▸ ARTICLE

But here’s the crux: If a student is “checked out,” it’s usually because the product they’re being sold is absolute irrelevant or maybe even utter rubbish in their minds, they just don’t say it. We’ve spent decades blaming the “customer” (the student) for not liking a “product” (the institutionalised education system) that hasn’t had a meaningful user experience update since the industrial revolution. Maybe it’s time to seriously explore who is actually responsible for the FUs (Fails / Ungraded) on that report card knowing very well that the kids will bear the outcome for the rest of their lives. And not to discount kids with learning difficulties like dyslexia, which I write about 12 years ago when my Clié 12 then and facing her big PSLE exam at Primary 6.

The Responsibility Gap: Narratives vs. Reality

We sometimes treat education like a one-way street where the teacher is just a mailman delivering “knowledge” and the student is a faulty mailbox. I don’t think so. Education is a co-production. If the Michelin Star chef cooks something the customer don’t appreciate, the meal sucks.

▸ LISTED RECORDS

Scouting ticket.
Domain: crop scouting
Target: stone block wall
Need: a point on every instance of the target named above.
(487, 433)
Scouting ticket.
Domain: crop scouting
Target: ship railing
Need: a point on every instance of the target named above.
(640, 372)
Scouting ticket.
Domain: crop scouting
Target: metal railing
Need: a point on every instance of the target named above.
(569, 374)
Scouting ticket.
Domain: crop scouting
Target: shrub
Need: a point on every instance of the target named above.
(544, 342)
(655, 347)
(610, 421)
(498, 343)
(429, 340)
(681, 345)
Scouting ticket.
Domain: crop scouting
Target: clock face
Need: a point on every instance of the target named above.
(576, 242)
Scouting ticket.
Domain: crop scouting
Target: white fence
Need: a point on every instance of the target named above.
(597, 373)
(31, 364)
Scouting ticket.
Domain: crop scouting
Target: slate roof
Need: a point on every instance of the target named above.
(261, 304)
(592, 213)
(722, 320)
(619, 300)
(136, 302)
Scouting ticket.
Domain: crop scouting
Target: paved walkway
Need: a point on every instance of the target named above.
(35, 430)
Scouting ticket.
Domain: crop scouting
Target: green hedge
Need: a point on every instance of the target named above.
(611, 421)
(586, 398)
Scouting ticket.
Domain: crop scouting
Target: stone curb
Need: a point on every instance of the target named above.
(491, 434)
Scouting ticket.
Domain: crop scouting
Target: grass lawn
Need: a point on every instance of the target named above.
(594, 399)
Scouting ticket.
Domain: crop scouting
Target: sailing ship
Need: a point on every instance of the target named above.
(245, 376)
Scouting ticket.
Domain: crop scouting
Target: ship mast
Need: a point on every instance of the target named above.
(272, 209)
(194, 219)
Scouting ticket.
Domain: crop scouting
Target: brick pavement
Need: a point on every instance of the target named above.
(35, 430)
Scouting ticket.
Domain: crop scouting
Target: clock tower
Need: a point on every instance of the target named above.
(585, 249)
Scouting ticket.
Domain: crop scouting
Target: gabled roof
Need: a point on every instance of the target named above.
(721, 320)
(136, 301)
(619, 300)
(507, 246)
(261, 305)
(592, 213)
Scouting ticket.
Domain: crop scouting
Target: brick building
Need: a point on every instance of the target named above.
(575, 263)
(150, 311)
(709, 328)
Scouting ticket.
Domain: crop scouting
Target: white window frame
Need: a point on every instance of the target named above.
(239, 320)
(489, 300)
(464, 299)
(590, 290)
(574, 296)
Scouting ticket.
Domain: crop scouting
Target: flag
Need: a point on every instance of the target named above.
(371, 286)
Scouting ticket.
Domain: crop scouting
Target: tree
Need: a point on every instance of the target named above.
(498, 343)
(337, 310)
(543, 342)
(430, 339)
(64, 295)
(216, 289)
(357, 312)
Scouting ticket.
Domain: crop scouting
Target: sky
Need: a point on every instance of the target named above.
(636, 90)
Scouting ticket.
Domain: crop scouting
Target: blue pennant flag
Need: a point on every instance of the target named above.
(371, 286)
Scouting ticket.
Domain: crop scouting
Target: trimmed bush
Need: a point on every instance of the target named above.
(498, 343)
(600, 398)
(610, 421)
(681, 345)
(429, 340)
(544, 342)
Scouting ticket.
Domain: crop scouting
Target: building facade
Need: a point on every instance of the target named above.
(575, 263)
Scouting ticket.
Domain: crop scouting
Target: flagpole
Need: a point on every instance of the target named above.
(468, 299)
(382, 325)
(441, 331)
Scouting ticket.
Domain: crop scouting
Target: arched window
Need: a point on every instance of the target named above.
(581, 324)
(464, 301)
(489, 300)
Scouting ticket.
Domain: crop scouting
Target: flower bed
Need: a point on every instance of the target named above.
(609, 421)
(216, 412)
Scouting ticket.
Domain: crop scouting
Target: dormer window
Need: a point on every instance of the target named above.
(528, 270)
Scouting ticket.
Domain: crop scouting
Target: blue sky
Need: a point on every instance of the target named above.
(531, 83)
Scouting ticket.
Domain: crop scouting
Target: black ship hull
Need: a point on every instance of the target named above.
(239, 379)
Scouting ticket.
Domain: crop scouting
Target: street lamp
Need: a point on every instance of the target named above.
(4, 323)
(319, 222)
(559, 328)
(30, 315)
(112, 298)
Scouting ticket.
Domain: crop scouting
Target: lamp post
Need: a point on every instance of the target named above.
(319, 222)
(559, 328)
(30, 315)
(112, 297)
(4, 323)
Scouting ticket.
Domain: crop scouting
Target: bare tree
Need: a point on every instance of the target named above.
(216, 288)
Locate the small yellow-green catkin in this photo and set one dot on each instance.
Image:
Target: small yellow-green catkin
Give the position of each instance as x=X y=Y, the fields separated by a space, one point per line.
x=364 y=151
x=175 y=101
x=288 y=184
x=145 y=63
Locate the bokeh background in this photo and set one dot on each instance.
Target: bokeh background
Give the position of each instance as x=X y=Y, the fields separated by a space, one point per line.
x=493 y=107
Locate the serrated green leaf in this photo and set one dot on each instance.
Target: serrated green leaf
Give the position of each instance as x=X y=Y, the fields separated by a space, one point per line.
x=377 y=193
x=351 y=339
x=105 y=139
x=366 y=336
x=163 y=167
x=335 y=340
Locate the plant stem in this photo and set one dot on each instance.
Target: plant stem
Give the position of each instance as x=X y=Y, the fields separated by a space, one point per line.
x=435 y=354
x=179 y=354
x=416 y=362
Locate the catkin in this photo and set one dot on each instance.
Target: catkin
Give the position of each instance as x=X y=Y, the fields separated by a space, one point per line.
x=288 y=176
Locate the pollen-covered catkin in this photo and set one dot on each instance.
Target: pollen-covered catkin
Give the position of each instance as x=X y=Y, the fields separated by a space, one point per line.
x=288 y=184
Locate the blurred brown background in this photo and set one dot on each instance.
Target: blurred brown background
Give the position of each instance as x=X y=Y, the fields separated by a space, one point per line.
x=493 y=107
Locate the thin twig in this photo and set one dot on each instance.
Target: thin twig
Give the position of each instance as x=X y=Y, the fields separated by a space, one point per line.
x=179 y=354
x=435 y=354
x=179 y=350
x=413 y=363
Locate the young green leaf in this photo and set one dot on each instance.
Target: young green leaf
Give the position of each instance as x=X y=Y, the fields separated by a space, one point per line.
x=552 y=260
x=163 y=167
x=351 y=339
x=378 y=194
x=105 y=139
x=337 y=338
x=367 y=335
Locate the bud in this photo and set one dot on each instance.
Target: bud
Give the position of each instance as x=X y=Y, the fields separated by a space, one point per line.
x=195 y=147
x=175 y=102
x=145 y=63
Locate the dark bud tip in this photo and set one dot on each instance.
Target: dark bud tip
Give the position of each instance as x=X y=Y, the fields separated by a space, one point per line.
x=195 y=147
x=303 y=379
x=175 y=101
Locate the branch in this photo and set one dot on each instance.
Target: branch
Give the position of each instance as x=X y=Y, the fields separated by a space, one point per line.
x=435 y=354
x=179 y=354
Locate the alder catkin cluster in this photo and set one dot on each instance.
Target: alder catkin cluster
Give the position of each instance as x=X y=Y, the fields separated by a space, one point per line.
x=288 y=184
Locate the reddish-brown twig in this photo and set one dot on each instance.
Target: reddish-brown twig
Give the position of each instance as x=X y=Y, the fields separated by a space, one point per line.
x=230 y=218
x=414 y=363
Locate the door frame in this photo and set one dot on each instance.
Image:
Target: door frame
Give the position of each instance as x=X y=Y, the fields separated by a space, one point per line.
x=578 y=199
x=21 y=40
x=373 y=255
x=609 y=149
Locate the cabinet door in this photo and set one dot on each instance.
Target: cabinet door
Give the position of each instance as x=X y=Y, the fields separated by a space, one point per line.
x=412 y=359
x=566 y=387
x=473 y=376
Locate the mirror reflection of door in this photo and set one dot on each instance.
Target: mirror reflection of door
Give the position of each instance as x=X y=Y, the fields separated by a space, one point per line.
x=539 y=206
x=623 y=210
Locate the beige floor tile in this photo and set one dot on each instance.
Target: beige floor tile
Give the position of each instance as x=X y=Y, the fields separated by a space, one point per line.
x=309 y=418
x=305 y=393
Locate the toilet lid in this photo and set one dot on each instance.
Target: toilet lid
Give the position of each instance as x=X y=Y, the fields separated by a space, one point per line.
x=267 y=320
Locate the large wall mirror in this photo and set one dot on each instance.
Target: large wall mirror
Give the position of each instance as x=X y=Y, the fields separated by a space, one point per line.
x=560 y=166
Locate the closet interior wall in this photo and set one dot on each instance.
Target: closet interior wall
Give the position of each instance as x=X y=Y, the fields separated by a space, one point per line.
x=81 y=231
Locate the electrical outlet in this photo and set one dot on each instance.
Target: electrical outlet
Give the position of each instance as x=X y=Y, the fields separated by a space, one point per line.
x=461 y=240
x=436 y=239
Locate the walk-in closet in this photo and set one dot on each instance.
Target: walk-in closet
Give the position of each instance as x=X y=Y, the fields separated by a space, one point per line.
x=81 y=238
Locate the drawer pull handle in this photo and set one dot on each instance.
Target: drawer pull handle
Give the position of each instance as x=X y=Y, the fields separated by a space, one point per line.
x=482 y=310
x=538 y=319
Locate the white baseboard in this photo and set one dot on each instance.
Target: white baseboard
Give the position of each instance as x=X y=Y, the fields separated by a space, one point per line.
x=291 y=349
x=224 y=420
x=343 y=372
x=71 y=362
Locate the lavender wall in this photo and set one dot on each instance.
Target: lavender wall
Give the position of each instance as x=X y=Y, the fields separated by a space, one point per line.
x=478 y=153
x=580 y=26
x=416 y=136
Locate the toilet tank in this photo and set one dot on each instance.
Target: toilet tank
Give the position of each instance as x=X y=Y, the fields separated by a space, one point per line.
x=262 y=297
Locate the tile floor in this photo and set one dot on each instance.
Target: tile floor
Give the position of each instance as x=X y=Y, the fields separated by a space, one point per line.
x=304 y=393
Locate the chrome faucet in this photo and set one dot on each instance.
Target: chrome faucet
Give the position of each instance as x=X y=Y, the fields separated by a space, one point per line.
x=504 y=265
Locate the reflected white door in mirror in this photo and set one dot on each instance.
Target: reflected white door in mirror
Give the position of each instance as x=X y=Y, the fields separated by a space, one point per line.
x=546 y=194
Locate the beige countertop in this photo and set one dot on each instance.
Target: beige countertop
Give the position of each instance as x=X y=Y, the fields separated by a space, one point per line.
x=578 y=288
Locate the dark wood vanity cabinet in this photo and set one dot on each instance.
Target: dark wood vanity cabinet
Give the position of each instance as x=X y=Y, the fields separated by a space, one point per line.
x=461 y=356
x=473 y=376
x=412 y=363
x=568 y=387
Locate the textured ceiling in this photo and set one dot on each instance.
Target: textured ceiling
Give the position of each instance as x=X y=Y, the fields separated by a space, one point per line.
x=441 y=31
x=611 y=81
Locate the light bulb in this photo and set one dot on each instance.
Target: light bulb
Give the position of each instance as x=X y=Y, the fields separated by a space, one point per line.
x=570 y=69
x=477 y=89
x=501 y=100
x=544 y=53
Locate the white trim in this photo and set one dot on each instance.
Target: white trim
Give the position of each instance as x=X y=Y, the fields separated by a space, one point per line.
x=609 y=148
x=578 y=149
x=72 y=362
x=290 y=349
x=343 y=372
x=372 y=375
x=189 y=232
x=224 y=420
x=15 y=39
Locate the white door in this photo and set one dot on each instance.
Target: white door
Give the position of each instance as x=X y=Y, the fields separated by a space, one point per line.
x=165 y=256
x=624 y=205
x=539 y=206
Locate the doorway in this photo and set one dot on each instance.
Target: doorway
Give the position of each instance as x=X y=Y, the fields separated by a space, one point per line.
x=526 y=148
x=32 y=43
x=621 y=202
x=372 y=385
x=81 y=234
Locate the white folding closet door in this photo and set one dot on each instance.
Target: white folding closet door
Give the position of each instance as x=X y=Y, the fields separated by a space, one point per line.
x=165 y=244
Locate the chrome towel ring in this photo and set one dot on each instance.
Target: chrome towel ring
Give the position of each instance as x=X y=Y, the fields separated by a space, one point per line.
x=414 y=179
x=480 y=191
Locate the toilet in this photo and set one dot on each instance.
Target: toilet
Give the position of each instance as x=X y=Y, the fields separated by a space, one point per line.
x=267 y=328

▸ SET TASK A
List every word or phrase that the article on education puts in quotation marks.
▸ SET TASK B
Answer these from the article on education:
(i) What does the abbreviation FUs stand for?
(ii) In the mailman comparison, what is the student likened to?
(iii) What does the writer say education is, in place of a one-way street?

▸ FULL SOLUTION A
checked out
customer
product
knowledge

▸ FULL SOLUTION B
(i) Fails / Ungraded
(ii) A faulty mailbox
(iii) A co-production